ABOUT THIS EXERCISE: Reproduce the entries. Match every word.

-------------------------

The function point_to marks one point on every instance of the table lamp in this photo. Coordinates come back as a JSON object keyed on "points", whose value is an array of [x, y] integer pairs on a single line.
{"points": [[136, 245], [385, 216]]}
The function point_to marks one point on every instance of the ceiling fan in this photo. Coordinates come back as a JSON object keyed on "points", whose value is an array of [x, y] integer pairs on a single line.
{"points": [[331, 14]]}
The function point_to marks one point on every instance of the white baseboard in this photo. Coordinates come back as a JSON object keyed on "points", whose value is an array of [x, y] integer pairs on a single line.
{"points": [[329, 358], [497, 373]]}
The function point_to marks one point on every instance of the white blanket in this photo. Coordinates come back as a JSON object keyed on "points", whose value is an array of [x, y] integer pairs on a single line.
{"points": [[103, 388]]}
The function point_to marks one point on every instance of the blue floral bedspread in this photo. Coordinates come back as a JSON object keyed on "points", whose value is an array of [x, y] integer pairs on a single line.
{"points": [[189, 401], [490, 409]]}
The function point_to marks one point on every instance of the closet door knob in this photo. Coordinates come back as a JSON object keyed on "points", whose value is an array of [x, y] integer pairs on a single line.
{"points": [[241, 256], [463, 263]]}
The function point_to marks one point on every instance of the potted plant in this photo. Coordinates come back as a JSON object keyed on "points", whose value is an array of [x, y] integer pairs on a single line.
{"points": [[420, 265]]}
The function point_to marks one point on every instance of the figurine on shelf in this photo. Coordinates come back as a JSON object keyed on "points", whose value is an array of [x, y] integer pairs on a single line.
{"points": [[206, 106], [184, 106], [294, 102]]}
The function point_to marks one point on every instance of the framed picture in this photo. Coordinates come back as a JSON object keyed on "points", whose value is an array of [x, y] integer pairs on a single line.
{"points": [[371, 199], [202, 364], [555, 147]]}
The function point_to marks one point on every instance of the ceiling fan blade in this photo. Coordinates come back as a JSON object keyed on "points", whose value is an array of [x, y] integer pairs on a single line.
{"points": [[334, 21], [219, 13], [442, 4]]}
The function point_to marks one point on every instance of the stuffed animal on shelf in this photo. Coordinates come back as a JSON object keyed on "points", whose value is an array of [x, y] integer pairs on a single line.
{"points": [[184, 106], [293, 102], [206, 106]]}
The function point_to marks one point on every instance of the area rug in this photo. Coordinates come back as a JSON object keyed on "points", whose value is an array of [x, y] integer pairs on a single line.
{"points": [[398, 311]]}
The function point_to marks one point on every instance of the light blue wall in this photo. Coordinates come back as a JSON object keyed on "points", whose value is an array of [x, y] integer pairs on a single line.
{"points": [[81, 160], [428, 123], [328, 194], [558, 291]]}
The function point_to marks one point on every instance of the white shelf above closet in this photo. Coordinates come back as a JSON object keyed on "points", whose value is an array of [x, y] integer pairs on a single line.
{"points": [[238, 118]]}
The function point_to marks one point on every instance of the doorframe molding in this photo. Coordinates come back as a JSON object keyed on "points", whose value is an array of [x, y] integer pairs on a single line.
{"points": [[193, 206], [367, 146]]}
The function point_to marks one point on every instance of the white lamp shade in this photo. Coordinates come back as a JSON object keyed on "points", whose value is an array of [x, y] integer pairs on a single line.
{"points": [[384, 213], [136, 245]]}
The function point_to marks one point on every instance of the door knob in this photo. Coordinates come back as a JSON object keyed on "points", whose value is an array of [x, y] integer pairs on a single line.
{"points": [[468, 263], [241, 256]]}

-------------------------

TASK RESPONSE:
The function point_to marks one point on every instance of the table lamp in this photo. Coordinates come back as a JSON object keyed on "points", whose value is an array of [x, y] integer pairs on a single line.
{"points": [[136, 245], [385, 216]]}
The function point_to marks one point on every instance of the ceiling fan in this photo. Coordinates come back as a JSON object keyed on "points", whose value is an array of [x, y] integer pairs on a single line.
{"points": [[331, 14]]}
The function point_to marks one point on every instance of the white baseboard in this photo. Coordinates come back as a JSON object keyed on "points", whose value is an array of [x, y] integer pairs on a single line.
{"points": [[329, 358], [497, 373]]}
The function point_to marks one point on every instance of the white blanket in this photo. Coordinates come back as a JSON object keyed on "points", whose value is an array of [x, y] integer pairs on a single line.
{"points": [[103, 388]]}
The function point_to marks one point on every instance of the blue floral bedspread in this photo. Coordinates come back as a JSON object keyed on "points", whose value is an array of [x, y] integer pairs on a single line.
{"points": [[189, 401], [490, 409]]}
The function point_to marks one point on every instance of the closet door knob in this photo. Coordinates come back as a JSON object keyed on "points", whose value is an array of [x, y] integer pairs on a single line.
{"points": [[241, 256], [463, 263]]}
The function point_to marks one point on every instance of the potted plant in this photo. Coordinates come back as a JSON object keyed on "points", whose value is an array of [x, y] integer pairs on a single line.
{"points": [[420, 265]]}
The function point_to marks one point on every instance of the figurine on shelf in this photo. Coordinates come back as a JSON object keyed on "points", whose value is an array of [x, y] integer pairs on a single line.
{"points": [[206, 106], [184, 106], [294, 102]]}
The function point_to marks one point on every instance of the framed picture in this photo. Coordinates come back as a JSON object keyed on "points", whose value is an array of [x, y] integer pairs on a single line.
{"points": [[371, 199], [202, 364], [555, 147]]}
The function point_to marks one point on every instance of the ceiling fan blade in this photo. Coordinates come back as a JSON object keyed on "points", whose value is an array of [x, y] integer pairs on a single line.
{"points": [[334, 21], [219, 13], [442, 4]]}
The function point_to marks one point on every instance of the stuffed animal on shelf in this photo. Coordinates come back as a JSON object keyed on "points", whose value is an array of [x, y] integer pairs on a single line.
{"points": [[184, 106], [293, 102], [206, 106]]}
The function point_to marks one point on every instance of the area rug in this photo. Coordinates come back as a JSON object keyed on "points", whose value is an array of [x, y] integer pairs on a single line.
{"points": [[398, 311]]}
The function point_to marks one point on every instance of the light blue wall in this photo. Coordinates come back as a JSON object keyed on "points", whose value is an array of [x, y] integer pairs on a single line.
{"points": [[81, 160], [428, 123], [328, 194], [558, 291]]}
The function point_to marks one point on every instance of the white shelf above closet in this photo. Coordinates come back as a JSON object keyed on "points", whose value is an array of [x, y] integer pairs on a single line.
{"points": [[238, 118]]}
The function point_to marks one point on every instance of the doorframe molding in this photo. Coordinates come back as a JSON object keyed on "points", whose value is an array of [x, y] integer pairs on a single line.
{"points": [[193, 206], [367, 146]]}
The function point_to marks one point on every instance of the white lamp shade in this photo. Coordinates come back as a JSON object keyed on "points", whose value is an array of [x, y] integer pairs on a single line.
{"points": [[384, 213], [136, 245]]}
The function point_to marks one point on every instance of the door knob in this photo. Coordinates come back as a JSON object keyed on "points", whose value is an array of [x, y] integer pairs on a single line.
{"points": [[468, 263], [241, 256]]}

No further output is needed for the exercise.